Chorleben - S-Chorverband

Für mich ist wichtig, dass Musik Communities zusammenbringt

Ein Gespräch mit Simon Halsey über das Grundschulprojekt SING u.a.

Foto: MatthiasHeyde

Mehr noch als im spielorientierten Kindergarten werden in der Grundschule die Weichen für musikaffine Lebensläufe gestellt. Dies gilt für alle Formen ästhetischer Bildung, aber auch für Bewegung und eine gesundheitsbewusste Lebensweise.

Was im 19. Jhdt. selbstverständlich war (siehe Friedrich Schillers Schrift „Über die ästhetische Erziehung des Menschen“, 1795), musste in den letzten Jahrzehnten in seiner Bedeutung erst wieder erkannt und neu installiert werden. Bei den musikalischen Aktivitäten in der Grundschule gehört die an der Jahrtausendwende in Stuttgart entstandene Stiftung „Singen mit Kindern“ zweifelsfrei zu den Vorreitern eines singbetonten Musikunterrichts in der Grundschule. Nahezu gleichzeitig entstand in England das Projekt „Sing up“, das wiederum Vorbild für Simon Halsey und seine Aktivitäten an Berliner Grundschulen war. Mareike Layer sprach für die Zeitschrift SINGEN mit dem Chefdirigenten des Rundfunkchors Berlin.

SINGEN: Seit einiger Zeit gibt es das Projekt „SING!“ an drei Grundschulen in Berlin, das sich zum Ziel gesetzt hat, das Singen mit Kindern im Grundschulbereich unter professioneller Anleitung zu fördern. Wie ist das Projekt entstanden und welche Parallelen gibt es zu bestehenden Projekten?

Simon Halsey: Zunächst, 1985 war ich bei einer Konferenz in Oxford, wo viele Dirigenten zusammengekommen sind. Wir waren der Meinung, wir sind in einer Krise mit der Chormusik. Alle, die singen sind älter geworden. Die jungen Leute singen nicht mehr so oft, wie in der Vergangenheit. – Als ich Kind war, haben noch alle jeden Tag in der Schule gesungen, und zwar in allen Schulen. In den 70er und 80er Jahren ist es schlechter und schlechter geworden. 1985 hat eine ganze Generation von Dirigenten gesagt, wir müssen etwas tun. So haben wir angefangen Jugendchöre zu gründen und wir haben uns auch mit den Verantwortlichen in Regierung in Westminster gesprochen. 2000, also nach 15 Jahren, hat Tony Blair, der damals an der Regierung war, gesagt: Ja, wir verstehen, Chormusik ist ganz wichtig. Und jetzt haben wir seit etwa 2000 ein Projekt, es heißt „Sing up“, mit einer jährlichen Förderung von zehn Millionen Pfund.

__AUSZUG AUS DATEN__:
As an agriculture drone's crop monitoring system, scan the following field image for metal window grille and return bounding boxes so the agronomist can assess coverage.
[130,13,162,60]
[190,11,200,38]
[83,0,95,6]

__DEINE AUFGABEN__:
[a] Schreib den Teil aus dem Gespräch mit Simon Halsey ab, der bei „Für mich ist“ anfängt und bei „eine gesundheitsbewusste Lebensweise.“ endet, und tausch dabei „Kindergarten“ gegen „Kita“ aus.
[b] Schreib das Gespräch mit Simon Halsey im Anschluss an den letzten Satz weiter.
Das Material brauchst du hier nicht.

__ALS ANTWORT__:
[a]
Für mich ist wichtig, dass Musik Communities zusammenbringt

Ein Gespräch mit Simon Halsey über das Grundschulprojekt SING u.a.

Foto: MatthiasHeyde

Mehr noch als im spielorientierten Kita werden in der Grundschule die Weichen für musikaffine Lebensläufe gestellt. Dies gilt für alle Formen ästhetischer Bildung, aber auch für Bewegung und eine gesundheitsbewusste Lebensweise.

[b]
Das Ziel ist, dass in ein paar Jahren alle Grundschüler wieder singen, und zwar jeden Tag, wie in der Vergangenheit. Dafür wollen wir zwei verantwortliche Lehrer und Lehrerinnen pro Schule, die Gesangstraining mit Dirigenten bekommen. Es sind nicht Musikspezialisten gemeint, sondern normale Lehrer und Lehrerinnen. Wichtig ist nicht, dass die Schüler einen Chor haben, aber dass alle singen. Vielleicht gibt es zusätzlich einen Chor für Schüler, die besondere Musik machen wollen, aber es ist vor allem wichtig, dass alle singen. Wir wissen schon, dass über 80% der Schulen diese Arbeit bereits machen. Als ich das in England gesehen habe, habe ich gedacht, dass wir auch hier so ein Projekt brauchen. Und natürlich ist das Ziel auch hier, dass alle singen, aber wir müssen klein anfangen. Deshalb beginnen wir mit drei Grundschulen hier in Berlin und werden sehen, was möglich ist. Ich weiß, dass nicht nur wir ein kleines Projekt haben, sondern dass es überall in Deutschland Projekte gibt. Was wirklich wichtig ist, ist, dass Chormusik, so wie in England, jetzt eine Renaissance gehabt hat, weil eine ganze Generation gesagt hat: Wir brauchen eine Renaissance. Ich habe das Gefühl, dass in Deutschland so viele etwas verbessern wollen. Unser Chor ist nun erst mal verantwortlich für eine kleine Ecke hier in Berlin und alle anderen – in Bremen oder München – sind ebenso verantwortlich in ihren Städten etwas zu tun. So dass in 20 Jahren vielleicht wieder alle singen. Oder die Chöre jünger sind, die Chormusik lebendiger ist, das Repertoire breiter.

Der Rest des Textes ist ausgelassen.